ARTICLE:
-------

Speaker: Dr. Vincent Poor, Dean of the School of Engineering and Applied Science, Princeton

Abstract: Wireless communications is one of the most advanced, and rapidly advancing, technologies of our time. New wireless applications and services emerge on an almost daily basis, and the number of users of these services is growing at an exponential rate. For example, almost half of the world’s population uses cell phones, and this is only one of a dazzling array of wireless technologies that have emerged in recent times. The implications of this phenomenon cut across many aspects of technology and society. This talk will discuss this technological landscape, some of its history and societal implications, emerging developments, and recent research advances underlying these developments.

Wireless: Revolution and Evolution

Speaker Bio: H. Vincent Poor is the Michael Henry Strater University Professor of Electrical Engineering at Princeton University, where he also Dean of the School of Engineering and Applied Science. His research interests lie in the area of wireless networking and related fields. Among his publications in these areas is the book MIMO Wireless Communications (Cambridge University Press, 2007).

Dr. Poor is a member of the National Academy of Engineering, and is a Fellow of the IEEE, the American Academy of Arts & Sciences and the Royal Academy of Engineering of the United Kingdom. He received the 2005 IEEE Education Medal and the 2009 Edwin Howard Armstrong Achievement Award of the IEEE Communications Society.

The Armstrong Memorial Lecture Series

This series of lectures offered by the Department of Electrical Engineering at Columbia University in New York is named in honor of Edwin Howard Armstrong, 1890-1954, a pre-eminent electrical engineer, who through his extraordinary inventions, FM radio among them, contributed immeasurably to the advancement of wireless communications and broadcasting. He spent his entire career in the department - first as a student and later as a professor.

-------

RECORDS PROVIDED:
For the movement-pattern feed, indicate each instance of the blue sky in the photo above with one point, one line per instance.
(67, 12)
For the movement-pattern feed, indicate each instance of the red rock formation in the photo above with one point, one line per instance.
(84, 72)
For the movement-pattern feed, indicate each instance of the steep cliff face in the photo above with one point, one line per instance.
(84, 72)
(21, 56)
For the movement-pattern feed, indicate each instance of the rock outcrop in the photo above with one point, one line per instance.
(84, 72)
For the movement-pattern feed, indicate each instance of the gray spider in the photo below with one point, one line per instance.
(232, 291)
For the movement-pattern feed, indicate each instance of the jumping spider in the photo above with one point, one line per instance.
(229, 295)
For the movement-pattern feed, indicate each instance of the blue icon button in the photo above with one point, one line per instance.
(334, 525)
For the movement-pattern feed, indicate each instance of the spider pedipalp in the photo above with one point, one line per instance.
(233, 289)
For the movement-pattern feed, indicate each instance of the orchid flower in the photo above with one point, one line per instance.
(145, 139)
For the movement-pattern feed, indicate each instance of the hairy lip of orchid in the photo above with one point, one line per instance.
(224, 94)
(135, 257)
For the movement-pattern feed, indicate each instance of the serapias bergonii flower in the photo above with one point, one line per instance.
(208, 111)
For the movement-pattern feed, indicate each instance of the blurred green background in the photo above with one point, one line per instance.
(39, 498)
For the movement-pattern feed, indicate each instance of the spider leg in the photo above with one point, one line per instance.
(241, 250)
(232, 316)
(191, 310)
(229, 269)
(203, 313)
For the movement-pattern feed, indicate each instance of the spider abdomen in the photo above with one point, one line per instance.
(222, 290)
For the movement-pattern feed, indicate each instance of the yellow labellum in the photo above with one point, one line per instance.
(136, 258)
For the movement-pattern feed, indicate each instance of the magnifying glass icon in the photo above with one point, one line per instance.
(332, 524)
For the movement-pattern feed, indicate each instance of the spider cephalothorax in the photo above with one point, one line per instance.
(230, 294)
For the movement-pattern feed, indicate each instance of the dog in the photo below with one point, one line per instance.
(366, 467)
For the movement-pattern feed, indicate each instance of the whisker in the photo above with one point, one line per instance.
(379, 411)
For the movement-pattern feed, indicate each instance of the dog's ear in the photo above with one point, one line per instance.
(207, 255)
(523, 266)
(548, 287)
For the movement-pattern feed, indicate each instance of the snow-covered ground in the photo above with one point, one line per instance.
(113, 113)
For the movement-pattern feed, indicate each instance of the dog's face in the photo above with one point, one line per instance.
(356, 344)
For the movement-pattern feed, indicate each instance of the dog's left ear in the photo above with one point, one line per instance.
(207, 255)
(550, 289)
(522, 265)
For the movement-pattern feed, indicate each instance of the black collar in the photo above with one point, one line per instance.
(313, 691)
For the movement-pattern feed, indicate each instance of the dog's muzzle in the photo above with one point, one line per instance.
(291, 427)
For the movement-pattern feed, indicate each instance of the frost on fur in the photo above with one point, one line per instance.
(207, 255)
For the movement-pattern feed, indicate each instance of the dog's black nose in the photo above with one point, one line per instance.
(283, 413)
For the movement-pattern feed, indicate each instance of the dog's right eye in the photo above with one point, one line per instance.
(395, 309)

-------

REQUIRED WORK:
**A)** Which organizations does the lecture announcement say Dr. Poor is a Fellow of?
**B)** In the lecture announcement, what year did Dr. Poor receive the IEEE Education Medal?
The rows aren't needed for any of this.

IN RESPONSE:
**A)**
- The IEEE
- The American Academy of Arts & Sciences
- The Royal Academy of Engineering of the United Kingdom

**B)** 2005